| Testo fornito |
#####
Rodewald, come ha scoperto la Via Lattea?
Da spettatore, alcuni anni fa. Ho partecipato alla serata finale e lì ho conosciuto Mario Pagliarani. Tra l’altro io canto in un coro, e già tanti anni fa avevo cantato un brano composto proprio da Pagliarani… Un incontro occasionale, quindi. E così mi ha raccontato l’idea della Via Lattea, la filosofia di combinare l’arte con l’ambiente, al di fuori delle sale da concerto. È una filosofia che mi sta molto a cuore, sia personalmente, sia come Fondazione svizzera per la tutela del paesaggio: la cultura è infatti parte del nostro lavoro sul paesaggio – perché il paesaggio è una combinazione tra cultura e natura. Quindi Mario mi ha chiesto se fossi interessato a partecipare a questa sedicesima edizione.

Che si terrà in Val di Muggio.
Nominata “Paesaggio dell’anno 2014” dalla Fondazione svizzera per la tutela del paesaggio, con una grandissima festa a favore del Museo etnografico della Valle di Muggio. Per me è la valle più bella della Svizzera, la più affascinante. L’ho chiamata “la valle dei panorami” perché non esiste un’altra valle con tale qualità e varietà di panorami.
Conosco bene questi luoghi e ho sempre apprezzato questo forte contrasto tra il Mendrisiotto e la Valle di Muggio, quasi uno spazio di compensazione sia per la natura sia per l’uomo, con un grandissimo tesoro culturale.

Un’occasione per scoprire il territorio con altri occhi.
Come Fondazione svizzera per la tutela del paesaggio abbiamo anche noi organizzato diverse serate in cui combiniamo musica e paesaggio, cosa che cercherò di fare anche qui. E naturalmente sono molto interessato non solo alla parte musicale, ma anche ai testi di Alberto Nessi, perché la passeggiata non sarà una guida naturalistica, ma un modo per esplorare la poesia nel paesaggio, scoprire quali sono le parti del paesaggio che ci entrano nel cuore. E i contrasti lungo lo stesso fiume, quando la Breggia dopo Chiasso si getta nel Lago di Como: è la stessa acqua ma i dintorni cambiano come il giorno e la notte. E una delle stazioni della Via Lattea sarà l’impianto di purificazione dell’acqua, perché con Pagliarani abbiamo deciso di includere luoghi significativi non solo per l’arte, ma anche per il rapporto con l’ambiente.
#####
| Dati estratti |
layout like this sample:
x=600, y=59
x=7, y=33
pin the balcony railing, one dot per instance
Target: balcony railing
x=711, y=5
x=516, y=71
#####
| Compiti |
A – Le affermazioni (i), (ii) e (iii) concordano con l'intervista sulla Via Lattea? Per ciascuna rispondete sì o no, citando alla lettera le parole del testo che lo decidono: (i) Rodewald ha conosciuto Mario Pagliarani durante la serata finale; (ii) la passeggiata sarà una guida naturalistica; (iii) la Val di Muggio è stata nominata “Paesaggio dell’anno 2014”.
B – Stampate la parte dell'intervista sulla Via Lattea che va dalle parole "Rodewald, come ha" fino alle parole "questa sedicesima edizione.", incluse.
Servitevi unicamente dell'intervista sulla Via Lattea.

| Risposte complete |
A –
(i) Sì: "Ho partecipato alla serata finale e lì ho conosciuto Mario Pagliarani".
(ii) No: "la passeggiata non sarà una guida naturalistica".
(iii) Sì: "Nominata “Paesaggio dell’anno 2014” dalla Fondazione svizzera per la tutela del paesaggio".

B –
Rodewald, come ha scoperto la Via Lattea?
Da spettatore, alcuni anni fa. Ho partecipato alla serata finale e lì ho conosciuto Mario Pagliarani. Tra l’altro io canto in un coro, e già tanti anni fa avevo cantato un brano composto proprio da Pagliarani… Un incontro occasionale, quindi. E così mi ha raccontato l’idea della Via Lattea, la filosofia di combinare l’arte con l’ambiente, al di fuori delle sale da concerto. È una filosofia che mi sta molto a cuore, sia personalmente, sia come Fondazione svizzera per la tutela del paesaggio: la cultura è infatti parte del nostro lavoro sul paesaggio – perché il paesaggio è una combinazione tra cultura e natura. Quindi Mario mi ha chiesto se fossi interessato a partecipare a questa sedicesima edizione.